» **Document excerpt**:
....

And Cl max is a maximum turn, riding the stall. If I used your original figure of 
a turn at 600 km/h, we'd get rather a sharp turn.

The problem with your new calculations is that the planes are turning at very different rates. The Ta 152 is generating 6.6 times its own weight in lift, the Spitfire 7.4 times its own weight. The Spitfire is therefore turning much tighter in your comparison.



> And as to thrust, well sorry but you can leave HP out of this, its actual thrust we're talking about here



Thrust is just power multiplied by prop efficiency, so you most certainly cannot leave out HP.



> and the Ta-152H's new prop provided over 300 kg more thrust than the FW-190A's and with 50 less PS.



Source for this claim? 

It might be true that at some specific speed the Ta 152 prop was much more efficient than the 190A's; I've heard anecdotally that the 190 A had very poor efficiency at very low speed, probably caused by not enough pitch adjustment. But if it is true that's due to a problem with the 190's prop, not due to any remarkable breakthrough in the Ta's.

....

» **Given data**:
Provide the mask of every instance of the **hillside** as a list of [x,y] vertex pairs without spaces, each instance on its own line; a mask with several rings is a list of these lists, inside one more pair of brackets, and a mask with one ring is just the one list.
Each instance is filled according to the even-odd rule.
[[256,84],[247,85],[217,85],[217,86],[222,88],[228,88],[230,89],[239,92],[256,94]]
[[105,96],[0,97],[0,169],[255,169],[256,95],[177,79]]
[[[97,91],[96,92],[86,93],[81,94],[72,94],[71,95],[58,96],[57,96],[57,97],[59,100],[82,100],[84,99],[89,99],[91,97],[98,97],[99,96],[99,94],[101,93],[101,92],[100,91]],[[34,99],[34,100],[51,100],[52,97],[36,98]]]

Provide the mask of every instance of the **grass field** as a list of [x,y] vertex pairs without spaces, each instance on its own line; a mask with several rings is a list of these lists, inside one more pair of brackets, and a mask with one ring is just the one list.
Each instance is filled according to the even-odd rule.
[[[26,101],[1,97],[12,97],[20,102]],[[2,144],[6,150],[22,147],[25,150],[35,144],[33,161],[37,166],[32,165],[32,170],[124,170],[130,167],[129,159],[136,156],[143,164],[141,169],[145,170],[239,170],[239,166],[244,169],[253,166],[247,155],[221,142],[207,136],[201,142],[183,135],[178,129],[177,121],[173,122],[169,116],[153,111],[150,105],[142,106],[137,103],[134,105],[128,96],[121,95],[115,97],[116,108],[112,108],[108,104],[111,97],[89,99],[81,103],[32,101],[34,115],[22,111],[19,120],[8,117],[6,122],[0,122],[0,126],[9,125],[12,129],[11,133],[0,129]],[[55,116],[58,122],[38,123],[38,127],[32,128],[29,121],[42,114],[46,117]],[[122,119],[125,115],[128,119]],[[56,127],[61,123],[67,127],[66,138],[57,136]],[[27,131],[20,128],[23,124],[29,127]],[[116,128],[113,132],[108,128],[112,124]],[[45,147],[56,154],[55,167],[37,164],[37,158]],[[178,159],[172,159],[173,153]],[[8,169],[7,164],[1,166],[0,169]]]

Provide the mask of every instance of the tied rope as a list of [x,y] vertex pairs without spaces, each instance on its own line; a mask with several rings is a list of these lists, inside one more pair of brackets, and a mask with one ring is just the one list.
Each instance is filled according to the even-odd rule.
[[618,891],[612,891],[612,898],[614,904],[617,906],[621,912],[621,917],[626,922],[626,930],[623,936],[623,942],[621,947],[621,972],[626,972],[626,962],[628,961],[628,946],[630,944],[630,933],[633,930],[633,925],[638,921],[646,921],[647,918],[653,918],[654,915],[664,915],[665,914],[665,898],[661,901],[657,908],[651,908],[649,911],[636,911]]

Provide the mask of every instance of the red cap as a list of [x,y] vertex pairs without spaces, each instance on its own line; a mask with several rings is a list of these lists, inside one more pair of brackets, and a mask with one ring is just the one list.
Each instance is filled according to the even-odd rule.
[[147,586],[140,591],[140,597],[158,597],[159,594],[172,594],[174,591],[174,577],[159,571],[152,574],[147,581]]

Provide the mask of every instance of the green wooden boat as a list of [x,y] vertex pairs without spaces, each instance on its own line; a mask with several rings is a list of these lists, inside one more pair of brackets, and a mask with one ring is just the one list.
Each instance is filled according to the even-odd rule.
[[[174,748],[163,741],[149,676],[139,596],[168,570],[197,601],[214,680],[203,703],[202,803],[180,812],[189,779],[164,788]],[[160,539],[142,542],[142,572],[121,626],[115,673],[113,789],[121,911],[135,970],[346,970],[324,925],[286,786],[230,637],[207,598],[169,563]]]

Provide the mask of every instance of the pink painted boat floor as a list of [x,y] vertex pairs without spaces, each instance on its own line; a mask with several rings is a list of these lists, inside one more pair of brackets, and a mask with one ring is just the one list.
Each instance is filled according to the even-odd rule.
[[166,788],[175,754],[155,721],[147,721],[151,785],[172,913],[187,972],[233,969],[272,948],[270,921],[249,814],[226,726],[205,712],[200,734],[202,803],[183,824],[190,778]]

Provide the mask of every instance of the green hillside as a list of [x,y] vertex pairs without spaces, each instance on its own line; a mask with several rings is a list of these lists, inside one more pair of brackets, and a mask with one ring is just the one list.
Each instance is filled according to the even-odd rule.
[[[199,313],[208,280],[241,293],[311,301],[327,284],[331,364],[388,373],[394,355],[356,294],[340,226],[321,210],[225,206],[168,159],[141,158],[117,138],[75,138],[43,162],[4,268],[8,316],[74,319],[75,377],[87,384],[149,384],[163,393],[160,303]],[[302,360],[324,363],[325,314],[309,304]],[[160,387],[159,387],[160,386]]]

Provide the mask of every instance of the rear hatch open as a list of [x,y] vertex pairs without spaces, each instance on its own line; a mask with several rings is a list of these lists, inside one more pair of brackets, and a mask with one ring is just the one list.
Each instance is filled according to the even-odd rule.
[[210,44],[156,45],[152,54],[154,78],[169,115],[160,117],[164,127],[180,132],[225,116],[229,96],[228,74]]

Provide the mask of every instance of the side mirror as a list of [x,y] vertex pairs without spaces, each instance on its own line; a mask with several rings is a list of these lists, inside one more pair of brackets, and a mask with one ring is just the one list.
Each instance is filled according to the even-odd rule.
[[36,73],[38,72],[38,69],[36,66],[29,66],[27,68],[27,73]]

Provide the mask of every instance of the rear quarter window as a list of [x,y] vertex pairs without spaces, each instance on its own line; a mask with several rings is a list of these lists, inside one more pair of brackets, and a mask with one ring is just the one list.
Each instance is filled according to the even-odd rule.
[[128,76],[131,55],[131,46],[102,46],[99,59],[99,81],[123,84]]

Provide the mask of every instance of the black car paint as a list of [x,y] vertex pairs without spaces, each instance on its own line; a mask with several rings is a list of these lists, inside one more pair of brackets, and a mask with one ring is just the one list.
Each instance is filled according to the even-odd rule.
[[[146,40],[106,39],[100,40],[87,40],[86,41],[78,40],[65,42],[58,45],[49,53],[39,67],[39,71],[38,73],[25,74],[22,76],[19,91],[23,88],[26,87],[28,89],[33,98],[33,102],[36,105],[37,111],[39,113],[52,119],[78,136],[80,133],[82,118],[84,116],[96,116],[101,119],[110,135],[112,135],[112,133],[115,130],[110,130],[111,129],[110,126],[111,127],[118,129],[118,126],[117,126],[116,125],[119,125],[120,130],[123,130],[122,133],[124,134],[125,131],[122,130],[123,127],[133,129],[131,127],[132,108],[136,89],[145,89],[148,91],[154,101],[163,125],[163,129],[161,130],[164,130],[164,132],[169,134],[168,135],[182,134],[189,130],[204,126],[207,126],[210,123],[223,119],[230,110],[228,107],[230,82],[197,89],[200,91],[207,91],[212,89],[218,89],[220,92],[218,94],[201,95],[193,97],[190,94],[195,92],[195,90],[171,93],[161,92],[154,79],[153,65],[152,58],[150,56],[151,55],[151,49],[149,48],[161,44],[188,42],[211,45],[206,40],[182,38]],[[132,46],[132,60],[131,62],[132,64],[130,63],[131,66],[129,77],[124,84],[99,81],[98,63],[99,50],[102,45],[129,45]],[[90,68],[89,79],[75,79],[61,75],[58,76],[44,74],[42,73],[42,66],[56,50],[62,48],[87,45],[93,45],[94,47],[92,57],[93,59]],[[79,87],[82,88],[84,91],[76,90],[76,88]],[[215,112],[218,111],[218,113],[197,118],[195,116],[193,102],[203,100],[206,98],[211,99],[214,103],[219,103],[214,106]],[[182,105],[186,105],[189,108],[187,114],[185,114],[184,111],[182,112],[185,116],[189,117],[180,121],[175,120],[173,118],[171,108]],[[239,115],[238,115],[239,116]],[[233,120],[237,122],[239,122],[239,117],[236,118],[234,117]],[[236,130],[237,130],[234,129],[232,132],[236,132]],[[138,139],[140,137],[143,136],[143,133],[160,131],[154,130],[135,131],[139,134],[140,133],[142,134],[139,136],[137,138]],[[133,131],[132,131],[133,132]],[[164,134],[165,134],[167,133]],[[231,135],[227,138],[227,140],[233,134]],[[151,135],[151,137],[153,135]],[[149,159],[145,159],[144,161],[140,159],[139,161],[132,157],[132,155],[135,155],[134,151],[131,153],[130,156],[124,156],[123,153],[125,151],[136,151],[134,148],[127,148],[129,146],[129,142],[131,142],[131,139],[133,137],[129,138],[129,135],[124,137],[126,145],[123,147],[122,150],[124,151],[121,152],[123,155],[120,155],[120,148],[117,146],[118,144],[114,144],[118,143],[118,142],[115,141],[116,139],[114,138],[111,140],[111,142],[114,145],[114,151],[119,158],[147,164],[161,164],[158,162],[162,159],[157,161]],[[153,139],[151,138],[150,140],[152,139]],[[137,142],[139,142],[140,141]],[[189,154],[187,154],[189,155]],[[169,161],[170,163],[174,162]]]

....

» **Work to complete**:
1. Could you put the lines of the records running from the one containing "Provide the mask of every instance of the rear quarter" through the one containing "[[128,76],[131,55],[131,46],[102,46],[99,59],[99,81],[123,84]]" into a numbered list, with blank lines left out?
2. What follows the last sentence of the forum thread on Ta 152 turning and propeller thrust? Give the continuation.

» **Responses per task**:
1.
1. Provide the mask of every instance of the rear quarter window as a list of [x,y] vertex pairs without spaces, each instance on its own line; a mask with several rings is a list of these lists, inside one more pair of brackets, and a mask with one ring is just the one list.
2. Each instance is filled according to the even-odd rule.
3. [[128,76],[131,55],[131,46],[102,46],[99,59],[99,81],[123,84]]

2.
Prop efficiency was pretty similar between the allies and the Germans, if you want to claim that the Ta's was that much more efficient then you really need to provide a source, not just state your opinion as fact.



> And as to the Oswald efficiency factor, what in the wolrd makes you think that the Spit's has a figure which is higher by more than 0.03 ???!



What in the world makes you think it's not? The truth is you are just guessing, and forgive me for pointing out that it's just guesswork.



> Oh and about why you only use free float figures, simple, CL changes are variable with thrust and how big a part of the wing it covers - using free float figures allows us to figure out the effectiveness of the body itself.



Which would of course be a more accurate way of doing things if we were trying to work out the best turnfighter with engine off. With engine on, though, the CL is very different, and planes tend to fight with engine on (and on max, usually).

That's why the RAE also gave the CL max figure for the Spitfire at full power. The figure for the Spitfire XIV will of course be a bit different, but it's going to be far closer to the power on figure for an earlier Spit than it is to the same earlier Spitfire's power off figure.



> This time I'll also do speed figures in m/s like you, but again not that it makes any difference.



It does of course because it allows you to work out how tightly they are turning. That's the sort of reason they use consistent figures in equations.



> Surprise surprise !! Its the same result !



It is, but of course we can now use adjusted CL figures to get the same turn rate for both planes, rather than working out a turn in which the Spitfire is turning much tighter than the Ta.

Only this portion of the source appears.